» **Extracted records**
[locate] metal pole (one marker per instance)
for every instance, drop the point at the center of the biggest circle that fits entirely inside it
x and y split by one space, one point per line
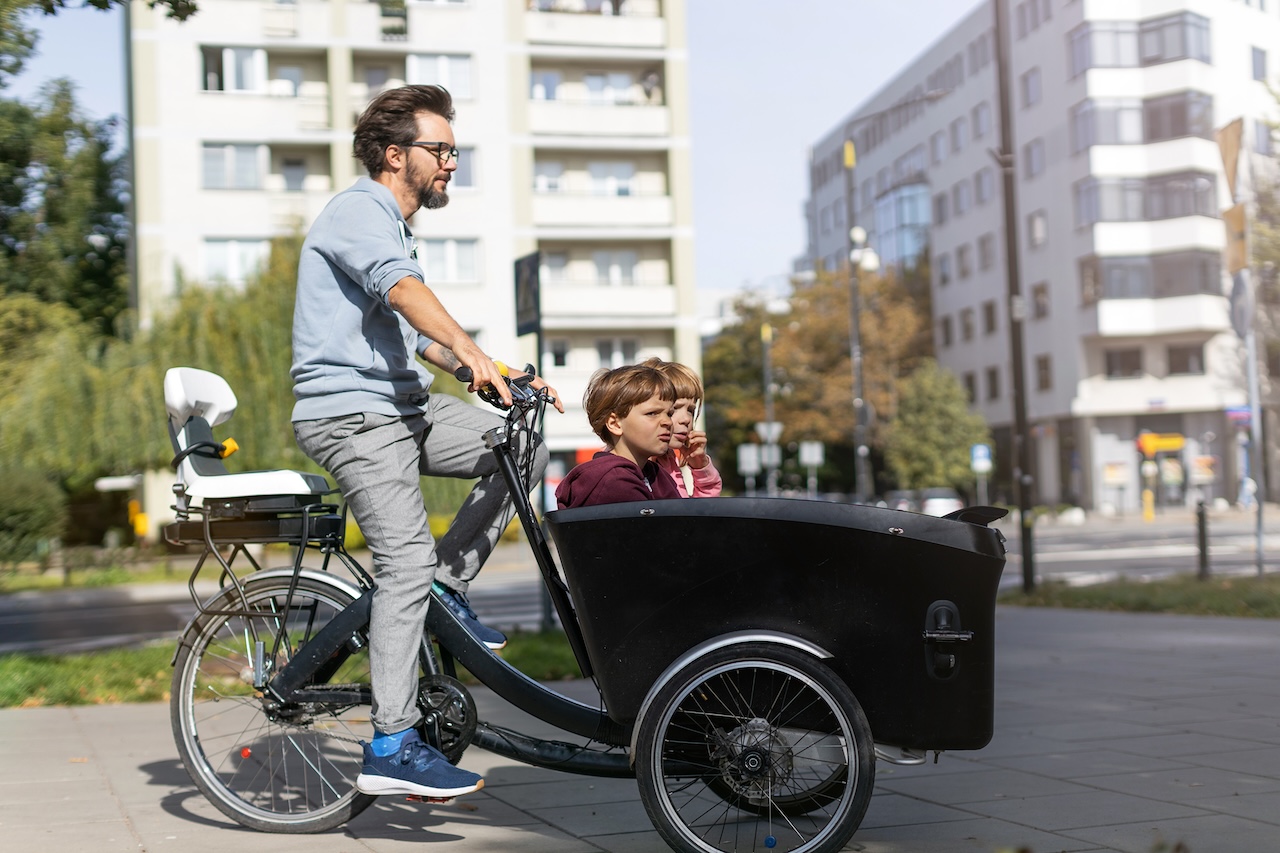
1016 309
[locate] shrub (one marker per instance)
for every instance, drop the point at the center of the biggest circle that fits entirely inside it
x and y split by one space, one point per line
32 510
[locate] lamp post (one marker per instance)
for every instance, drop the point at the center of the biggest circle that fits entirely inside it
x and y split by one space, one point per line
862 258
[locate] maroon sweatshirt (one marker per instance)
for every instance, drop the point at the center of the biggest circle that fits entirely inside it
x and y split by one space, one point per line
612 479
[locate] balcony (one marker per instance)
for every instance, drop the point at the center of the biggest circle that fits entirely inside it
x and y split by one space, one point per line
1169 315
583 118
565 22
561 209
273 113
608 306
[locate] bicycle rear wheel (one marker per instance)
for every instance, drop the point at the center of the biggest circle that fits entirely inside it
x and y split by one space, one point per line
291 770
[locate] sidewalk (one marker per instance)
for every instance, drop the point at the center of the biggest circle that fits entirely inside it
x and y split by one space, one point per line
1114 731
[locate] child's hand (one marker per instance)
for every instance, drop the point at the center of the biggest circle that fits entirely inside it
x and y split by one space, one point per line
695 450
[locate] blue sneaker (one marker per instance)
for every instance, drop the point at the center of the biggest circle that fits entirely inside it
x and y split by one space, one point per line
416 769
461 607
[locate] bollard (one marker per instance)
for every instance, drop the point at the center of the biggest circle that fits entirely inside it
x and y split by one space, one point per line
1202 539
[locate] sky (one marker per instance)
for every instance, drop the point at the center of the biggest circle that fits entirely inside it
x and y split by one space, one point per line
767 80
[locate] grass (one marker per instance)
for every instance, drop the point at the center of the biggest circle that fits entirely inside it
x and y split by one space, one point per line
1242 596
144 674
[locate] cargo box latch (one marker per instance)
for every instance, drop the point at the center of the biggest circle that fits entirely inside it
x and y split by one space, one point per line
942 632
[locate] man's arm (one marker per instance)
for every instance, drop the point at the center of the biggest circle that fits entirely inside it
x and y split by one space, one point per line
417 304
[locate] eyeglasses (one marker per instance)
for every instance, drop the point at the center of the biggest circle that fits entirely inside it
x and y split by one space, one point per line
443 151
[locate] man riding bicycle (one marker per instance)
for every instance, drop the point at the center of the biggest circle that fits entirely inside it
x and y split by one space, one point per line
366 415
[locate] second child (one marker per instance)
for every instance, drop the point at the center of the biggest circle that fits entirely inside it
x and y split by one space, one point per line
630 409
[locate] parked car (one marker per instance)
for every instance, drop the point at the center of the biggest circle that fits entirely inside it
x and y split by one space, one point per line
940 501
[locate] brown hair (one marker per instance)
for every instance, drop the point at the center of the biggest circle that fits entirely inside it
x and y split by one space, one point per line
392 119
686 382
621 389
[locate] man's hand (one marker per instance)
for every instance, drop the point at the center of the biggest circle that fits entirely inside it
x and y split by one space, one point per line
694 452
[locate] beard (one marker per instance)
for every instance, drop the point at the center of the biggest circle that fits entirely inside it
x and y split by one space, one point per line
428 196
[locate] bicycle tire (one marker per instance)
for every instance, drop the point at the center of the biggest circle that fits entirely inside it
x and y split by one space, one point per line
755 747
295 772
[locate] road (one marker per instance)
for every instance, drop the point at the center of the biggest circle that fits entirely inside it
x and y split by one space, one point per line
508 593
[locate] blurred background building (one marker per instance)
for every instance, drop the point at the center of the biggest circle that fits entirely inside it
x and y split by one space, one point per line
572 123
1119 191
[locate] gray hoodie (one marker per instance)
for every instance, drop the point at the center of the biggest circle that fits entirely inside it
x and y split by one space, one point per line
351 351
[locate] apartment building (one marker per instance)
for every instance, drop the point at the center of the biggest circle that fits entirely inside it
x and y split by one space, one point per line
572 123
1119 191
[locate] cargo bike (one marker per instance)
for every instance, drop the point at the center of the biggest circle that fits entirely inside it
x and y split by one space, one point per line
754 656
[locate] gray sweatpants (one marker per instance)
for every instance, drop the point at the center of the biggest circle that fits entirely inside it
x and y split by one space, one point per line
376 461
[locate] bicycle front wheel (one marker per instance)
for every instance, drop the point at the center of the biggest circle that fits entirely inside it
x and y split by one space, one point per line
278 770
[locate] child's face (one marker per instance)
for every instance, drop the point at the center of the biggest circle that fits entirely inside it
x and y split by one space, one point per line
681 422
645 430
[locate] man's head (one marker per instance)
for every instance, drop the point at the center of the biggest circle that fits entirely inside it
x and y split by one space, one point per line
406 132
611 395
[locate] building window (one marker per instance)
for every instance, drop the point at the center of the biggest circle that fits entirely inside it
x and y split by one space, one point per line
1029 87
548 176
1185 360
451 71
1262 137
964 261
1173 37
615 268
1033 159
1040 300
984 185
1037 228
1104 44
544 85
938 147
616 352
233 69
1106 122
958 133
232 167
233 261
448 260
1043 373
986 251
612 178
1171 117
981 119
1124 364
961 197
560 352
* * *
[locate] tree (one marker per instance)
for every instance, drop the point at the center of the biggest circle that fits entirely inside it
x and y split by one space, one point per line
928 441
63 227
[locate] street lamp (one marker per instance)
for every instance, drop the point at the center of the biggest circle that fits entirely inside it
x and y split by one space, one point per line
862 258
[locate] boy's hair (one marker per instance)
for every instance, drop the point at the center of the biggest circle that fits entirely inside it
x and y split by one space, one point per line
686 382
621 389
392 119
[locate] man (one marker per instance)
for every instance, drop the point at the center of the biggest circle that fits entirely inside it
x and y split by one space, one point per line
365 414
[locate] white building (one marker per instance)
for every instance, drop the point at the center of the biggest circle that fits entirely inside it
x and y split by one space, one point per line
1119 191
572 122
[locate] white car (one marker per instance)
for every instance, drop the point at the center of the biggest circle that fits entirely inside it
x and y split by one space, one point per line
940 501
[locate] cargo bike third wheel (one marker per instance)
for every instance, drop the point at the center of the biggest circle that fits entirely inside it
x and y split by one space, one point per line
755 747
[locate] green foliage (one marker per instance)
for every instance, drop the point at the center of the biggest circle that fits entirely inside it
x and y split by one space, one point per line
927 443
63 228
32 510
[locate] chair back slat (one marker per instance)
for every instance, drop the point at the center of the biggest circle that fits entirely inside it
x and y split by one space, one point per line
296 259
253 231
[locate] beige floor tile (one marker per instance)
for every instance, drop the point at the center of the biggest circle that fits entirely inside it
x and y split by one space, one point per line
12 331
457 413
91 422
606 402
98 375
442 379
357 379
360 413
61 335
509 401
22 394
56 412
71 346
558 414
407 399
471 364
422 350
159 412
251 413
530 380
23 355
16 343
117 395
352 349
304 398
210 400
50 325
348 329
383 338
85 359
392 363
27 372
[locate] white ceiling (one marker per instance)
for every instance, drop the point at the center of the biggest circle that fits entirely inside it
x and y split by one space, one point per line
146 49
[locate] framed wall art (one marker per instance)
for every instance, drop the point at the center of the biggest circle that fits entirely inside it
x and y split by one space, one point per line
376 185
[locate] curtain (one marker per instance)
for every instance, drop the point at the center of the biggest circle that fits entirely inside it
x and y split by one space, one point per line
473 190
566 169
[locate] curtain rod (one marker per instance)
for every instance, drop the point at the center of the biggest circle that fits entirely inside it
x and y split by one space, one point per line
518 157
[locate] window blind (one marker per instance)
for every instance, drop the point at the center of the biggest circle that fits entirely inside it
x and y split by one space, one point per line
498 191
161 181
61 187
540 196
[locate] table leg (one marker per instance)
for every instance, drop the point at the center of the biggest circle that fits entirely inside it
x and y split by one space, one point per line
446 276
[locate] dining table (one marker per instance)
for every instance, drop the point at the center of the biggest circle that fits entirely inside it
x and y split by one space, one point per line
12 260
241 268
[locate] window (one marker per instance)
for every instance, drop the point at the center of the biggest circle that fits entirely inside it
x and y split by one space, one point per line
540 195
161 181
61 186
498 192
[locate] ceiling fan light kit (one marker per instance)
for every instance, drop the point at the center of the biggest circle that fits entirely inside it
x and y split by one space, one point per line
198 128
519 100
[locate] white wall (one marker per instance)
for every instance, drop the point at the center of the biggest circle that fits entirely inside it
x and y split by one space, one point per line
--
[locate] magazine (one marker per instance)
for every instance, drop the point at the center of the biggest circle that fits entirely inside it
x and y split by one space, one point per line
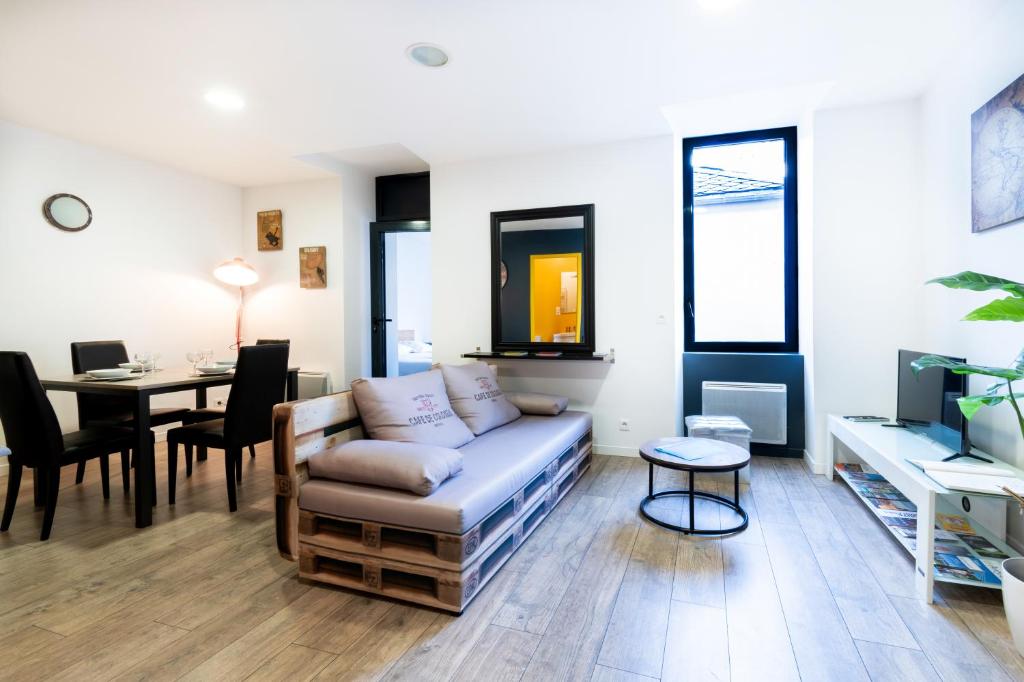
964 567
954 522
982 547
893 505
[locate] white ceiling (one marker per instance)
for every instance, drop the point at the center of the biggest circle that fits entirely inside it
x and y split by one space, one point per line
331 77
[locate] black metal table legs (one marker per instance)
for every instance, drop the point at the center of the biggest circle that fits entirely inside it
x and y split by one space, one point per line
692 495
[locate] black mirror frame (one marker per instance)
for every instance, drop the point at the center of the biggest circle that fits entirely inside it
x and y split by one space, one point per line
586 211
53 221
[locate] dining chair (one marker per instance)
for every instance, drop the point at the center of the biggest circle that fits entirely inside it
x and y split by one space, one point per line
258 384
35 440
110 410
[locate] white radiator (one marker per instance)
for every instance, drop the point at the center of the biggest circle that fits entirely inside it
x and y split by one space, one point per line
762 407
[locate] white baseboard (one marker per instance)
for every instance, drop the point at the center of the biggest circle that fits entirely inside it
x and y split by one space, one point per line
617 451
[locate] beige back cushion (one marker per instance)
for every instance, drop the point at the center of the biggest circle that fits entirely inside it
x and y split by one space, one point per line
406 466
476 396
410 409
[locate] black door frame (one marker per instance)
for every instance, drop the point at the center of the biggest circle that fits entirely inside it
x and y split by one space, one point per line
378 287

» **REQUIRED TASK**
Count the lines of the items above that contain the word "window" and give only that number.

» **EXERCISE RESULT**
3